EXERCISE PROMPT: Reproduce exactly the lines below, starting with the line that contains "For every instance of the tree" and ending with the last line of the records, both included, and nothing else.

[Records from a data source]
___

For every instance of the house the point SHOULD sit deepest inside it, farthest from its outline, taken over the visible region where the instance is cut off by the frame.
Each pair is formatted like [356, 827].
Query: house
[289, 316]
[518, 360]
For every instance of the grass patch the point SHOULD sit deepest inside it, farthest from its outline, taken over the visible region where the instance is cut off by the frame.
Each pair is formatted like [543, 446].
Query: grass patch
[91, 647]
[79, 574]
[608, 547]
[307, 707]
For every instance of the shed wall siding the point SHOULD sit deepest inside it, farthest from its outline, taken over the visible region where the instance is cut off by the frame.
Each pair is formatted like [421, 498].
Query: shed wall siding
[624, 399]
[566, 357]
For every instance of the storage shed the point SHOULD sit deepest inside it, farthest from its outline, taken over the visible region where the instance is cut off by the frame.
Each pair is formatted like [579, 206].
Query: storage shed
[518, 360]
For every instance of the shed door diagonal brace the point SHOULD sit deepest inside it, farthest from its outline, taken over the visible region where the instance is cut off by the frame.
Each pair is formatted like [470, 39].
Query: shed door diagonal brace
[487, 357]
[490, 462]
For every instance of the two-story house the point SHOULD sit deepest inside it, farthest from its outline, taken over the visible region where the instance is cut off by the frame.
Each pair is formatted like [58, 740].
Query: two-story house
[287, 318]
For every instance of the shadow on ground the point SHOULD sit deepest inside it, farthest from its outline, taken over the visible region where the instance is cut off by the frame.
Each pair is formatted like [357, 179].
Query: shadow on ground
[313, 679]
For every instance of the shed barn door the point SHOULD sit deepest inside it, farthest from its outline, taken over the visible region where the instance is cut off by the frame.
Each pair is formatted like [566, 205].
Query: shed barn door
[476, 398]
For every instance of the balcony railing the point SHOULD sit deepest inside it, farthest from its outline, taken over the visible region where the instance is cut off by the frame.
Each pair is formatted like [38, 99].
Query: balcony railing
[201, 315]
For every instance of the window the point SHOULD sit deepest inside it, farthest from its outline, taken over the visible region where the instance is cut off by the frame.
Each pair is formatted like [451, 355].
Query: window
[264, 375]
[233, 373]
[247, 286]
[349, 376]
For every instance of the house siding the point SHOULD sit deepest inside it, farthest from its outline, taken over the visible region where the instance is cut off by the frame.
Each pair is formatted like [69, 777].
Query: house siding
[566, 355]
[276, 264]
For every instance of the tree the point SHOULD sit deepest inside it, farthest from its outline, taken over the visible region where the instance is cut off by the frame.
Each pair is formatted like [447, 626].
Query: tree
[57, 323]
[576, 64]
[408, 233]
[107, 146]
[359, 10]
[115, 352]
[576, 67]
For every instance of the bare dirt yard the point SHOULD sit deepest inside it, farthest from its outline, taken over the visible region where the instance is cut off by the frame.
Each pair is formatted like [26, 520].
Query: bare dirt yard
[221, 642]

___

FINISHED EXERCISE:
For every instance of the tree the point SHOULD sit deepest inside it, farthest from its outline, taken over the visible region where the instance is cut off by the frame.
Each pair is formatted like [447, 626].
Query: tree
[57, 323]
[576, 64]
[408, 233]
[107, 146]
[359, 10]
[115, 352]
[576, 67]
For every instance of the bare dirt yard the point SHOULD sit deepest inside it, farthest from its outline, taken over the visible region where the instance is cut off by the frame.
Each pair is formatted like [26, 520].
Query: bare dirt yard
[221, 642]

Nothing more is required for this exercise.